* **What is required**
Reproduce each line of the material exactly, minus any picture.

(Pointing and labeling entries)
========

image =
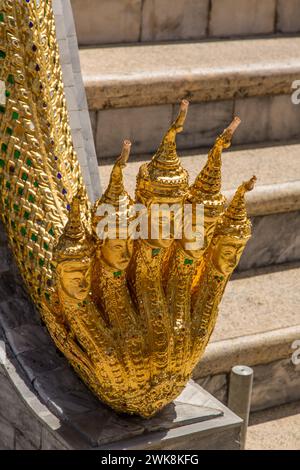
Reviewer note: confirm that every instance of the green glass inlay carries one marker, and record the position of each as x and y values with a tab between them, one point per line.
11	79
155	251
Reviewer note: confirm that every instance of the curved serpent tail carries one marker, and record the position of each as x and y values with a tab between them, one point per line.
39	170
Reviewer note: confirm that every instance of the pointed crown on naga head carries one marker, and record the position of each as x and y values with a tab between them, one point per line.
111	217
163	179
73	255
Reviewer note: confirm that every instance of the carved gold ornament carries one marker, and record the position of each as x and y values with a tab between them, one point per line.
132	316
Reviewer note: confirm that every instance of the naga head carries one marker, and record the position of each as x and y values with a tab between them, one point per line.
73	256
163	181
111	217
206	191
232	232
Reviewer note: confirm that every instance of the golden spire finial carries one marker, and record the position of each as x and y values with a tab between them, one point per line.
164	179
207	186
209	179
115	194
75	242
235	221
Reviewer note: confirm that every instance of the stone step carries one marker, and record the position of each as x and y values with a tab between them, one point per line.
274	205
258	326
127	21
133	92
275	429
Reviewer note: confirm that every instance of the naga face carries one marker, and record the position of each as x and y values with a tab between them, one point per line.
117	253
75	278
227	253
160	228
195	247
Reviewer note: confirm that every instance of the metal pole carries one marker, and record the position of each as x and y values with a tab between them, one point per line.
239	397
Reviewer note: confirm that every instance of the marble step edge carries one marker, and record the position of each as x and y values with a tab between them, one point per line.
251	350
277	168
143	75
272	198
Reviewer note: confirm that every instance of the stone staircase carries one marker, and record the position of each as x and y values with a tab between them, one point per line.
139	58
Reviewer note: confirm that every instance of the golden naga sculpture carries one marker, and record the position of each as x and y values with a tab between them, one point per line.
132	314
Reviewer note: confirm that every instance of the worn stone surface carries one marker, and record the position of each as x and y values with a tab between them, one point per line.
268	118
275	429
242	17
12	407
275	240
108	21
269	299
220	431
142	75
7	433
217	385
288	16
75	95
275	167
144	126
166	20
275	384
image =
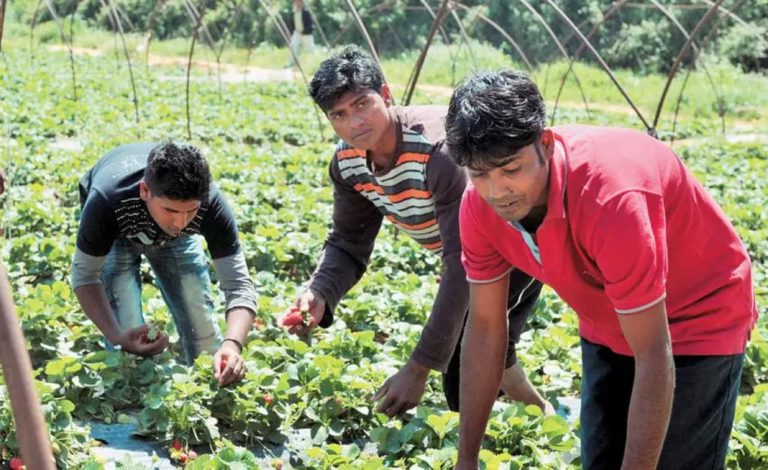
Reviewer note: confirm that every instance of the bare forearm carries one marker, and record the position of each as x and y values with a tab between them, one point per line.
93	300
239	321
482	366
17	370
649	411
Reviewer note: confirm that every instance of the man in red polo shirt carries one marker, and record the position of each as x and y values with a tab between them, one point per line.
613	221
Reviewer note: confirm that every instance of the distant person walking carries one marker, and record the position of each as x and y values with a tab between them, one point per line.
302	31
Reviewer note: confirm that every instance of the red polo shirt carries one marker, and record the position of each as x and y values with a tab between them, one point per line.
627	226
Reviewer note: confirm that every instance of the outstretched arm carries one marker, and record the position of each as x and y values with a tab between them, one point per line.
17	370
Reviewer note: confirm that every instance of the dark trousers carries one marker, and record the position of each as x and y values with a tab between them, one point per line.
704	404
523	293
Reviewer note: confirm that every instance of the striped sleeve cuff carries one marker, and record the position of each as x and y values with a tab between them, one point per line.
642	307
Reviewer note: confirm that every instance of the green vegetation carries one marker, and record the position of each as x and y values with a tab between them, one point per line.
269	155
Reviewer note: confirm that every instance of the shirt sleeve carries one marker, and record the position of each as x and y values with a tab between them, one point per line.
347	250
630	249
483	263
219	227
446	182
236	282
98	227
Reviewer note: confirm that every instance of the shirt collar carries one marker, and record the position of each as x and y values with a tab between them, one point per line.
558	181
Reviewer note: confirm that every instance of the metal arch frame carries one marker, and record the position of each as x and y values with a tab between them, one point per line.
113	12
560	46
442	12
614	8
680	56
504	34
159	5
706	39
697	52
413	77
49	4
317	23
602	63
3	4
364	32
284	34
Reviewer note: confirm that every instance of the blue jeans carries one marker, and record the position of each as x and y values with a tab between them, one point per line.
703	408
181	272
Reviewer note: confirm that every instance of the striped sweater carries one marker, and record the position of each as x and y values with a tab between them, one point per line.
419	191
402	194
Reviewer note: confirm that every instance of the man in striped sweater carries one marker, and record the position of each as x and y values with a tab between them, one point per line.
391	163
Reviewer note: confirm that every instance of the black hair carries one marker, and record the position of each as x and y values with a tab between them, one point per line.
177	171
347	70
491	116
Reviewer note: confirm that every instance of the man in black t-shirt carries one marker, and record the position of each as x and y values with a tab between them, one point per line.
152	200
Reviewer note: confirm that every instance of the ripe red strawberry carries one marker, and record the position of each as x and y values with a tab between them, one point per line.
293	319
296	317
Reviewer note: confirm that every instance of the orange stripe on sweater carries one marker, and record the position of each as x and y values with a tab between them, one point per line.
410	194
350	153
412	157
360	187
420	226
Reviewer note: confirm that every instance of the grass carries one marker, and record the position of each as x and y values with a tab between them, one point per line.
735	102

========

* **Response below**
image =
Reviewer note: confirm that every instance of the green glass inlay carries one marker, and record the position of each as x and y values with a tab between them, one point per line.
11	79
155	251
Reviewer note: confirm that every instance of the curved serpent tail carries one marker, and record the position of each as x and y values with a tab between them, one point per line.
39	170
Reviewer note: confirm that every instance of the pointed crown on naga head carries one marker, and record the position of each as x and y values with a tab between them, one point per line.
111	217
163	179
73	255
Reviewer note: confirm that every instance of the carved gold ornament carries one marker, and record the position of each as x and y values with a tab between them, one point per line.
132	316
Reviewer note: confirm that every instance of the naga head carries one marker, and record the position of each as x and y values with a tab between them, one point per line.
73	256
163	181
111	217
206	191
232	232
Reviewer note: confirm that every instance of the golden spire finial carries one marker, and record the position of each as x and y values with a tab between them, one point per line.
164	179
207	186
209	179
115	194
75	242
235	221
Reviewer note: confirm that every instance of the stone step carries one marker, and record the position of each as x and y values with a tab between them, one point per line.
274	205
258	326
127	21
133	92
275	429
Reviewer note: confirm that every instance of the naga face carries one marker, and record the position of each as x and y values with a tab between them, one point per line.
117	253
75	278
227	253
160	228
195	247
Reviewer note: confirm that every instance of the metal pole carries one marker, and record the position of each as x and y values with a tab between them, one point per line.
239	397
Reviewer note: confirm that every instance of the marble step edge carries one marker, and record the position of each as x and y values with a tab between them, one point per line.
251	350
277	168
143	75
272	198
Reviewer note: confirm that every instance of the stone staircase carries one marker, and record the position of each as x and y values with a tab between them, one point per line.
139	58
Reviewer note: confirm that every instance of the golden naga sculpture carries one marker, and record the position of each as x and y values with a tab between them, one point per line.
132	314
Reviewer note: confirm that every instance of the worn stone surface carries one marker, and record the position of each as x and y values with a tab between them, one point per line.
268	118
275	429
242	17
12	407
275	240
108	21
269	299
220	431
142	75
7	433
217	385
288	16
75	95
275	167
144	126
166	20
275	384
image =
Reviewer note: confirm that every instance of the bare forearm carries one marker, and record the position of each as x and y values with a tab between them, one point per line.
93	300
239	321
482	366
17	370
649	411
Reviewer note: confirm that every instance of the man in red polo shirt carries one marker, and record the position of each as x and y values with a tab between them, one point per line.
613	221
Reviewer note: confirm that every instance of the distant person walking carries one marker, and record the position of each as x and y values with a tab between them, one point per line.
302	31
Reviewer note: confirm that every instance of the red polo shirt carries one marker, and record the position of each as x and y values with a tab between them, one point per line.
627	226
Reviewer note: confirm that every instance of the outstretched arm carries one marker, and record the position of each as x and y values with a tab between them, one point per line.
17	370
Reviewer note: confirm that every instance of the dark trousers carries one marker, and record the position of each as x and y values with a tab between them, one point per line.
704	404
523	293
Reviewer note: confirm that every instance of the striped sleeve cuff carries one marker, and record the position of each as x and y values with a tab between them, one point per line.
642	307
Reviewer note: confirm that every instance of the green vegetation carries one marker, and record the position of each as x and y values with a tab between them, one point per line.
269	155
Reviewer note: confirm that every instance of the shirt sleeve carries one marker, and record the position of each as x and y values with a tab between them, one point per line.
347	250
630	249
483	263
219	227
446	182
236	282
98	227
Reviewer note: confirm that every instance of the shirt collar carries one marker, and record the position of each as x and y values with a tab between them, one point per line.
558	181
Reviewer note: confirm that every instance of the metal arch frame carries one marker, and record the position of each as x and y values with a tab between them, one point per line.
113	12
560	46
442	12
614	8
680	56
504	34
159	5
706	39
697	52
413	77
49	4
317	23
602	63
3	4
364	32
284	34
Reviewer note: confirm that every instance of the blue jeans carries one marker, and record the position of each as x and y values with a tab between them, one point per line.
703	408
181	272
Reviewer note: confirm that every instance of the striped sweater carries one marker, and record the position of each as x and y values with a tab between them, one point per line.
419	191
402	194
Reviewer note: confirm that every instance of the man in striped sweater carries one marker, and record the position of each as x and y values with a tab between them, one point per line.
391	163
Reviewer note: confirm that every instance of the black hair carries one marker, and record the position of each as x and y values with a tab between them, one point per line.
177	171
347	70
491	116
Reviewer note: confirm that every instance of the man in black t-shirt carries one marker, and record the position of each as x and y values with a tab between them, one point per line.
152	200
Reviewer note: confirm that every instance of the ripe red strawberry carries one marker, and record the position of each as x and y values with a tab between them, one point per line.
293	319
296	317
Reviewer note: confirm that every instance of the orange stripe on sweater carries one marker, and record the position of each as x and y values with a tab between them, one point per line.
410	194
350	153
412	157
360	187
420	226
Reviewer note: confirm that every instance of the grass carries one marker, and record the position of each as x and y values with a tab between them, one point per line.
735	102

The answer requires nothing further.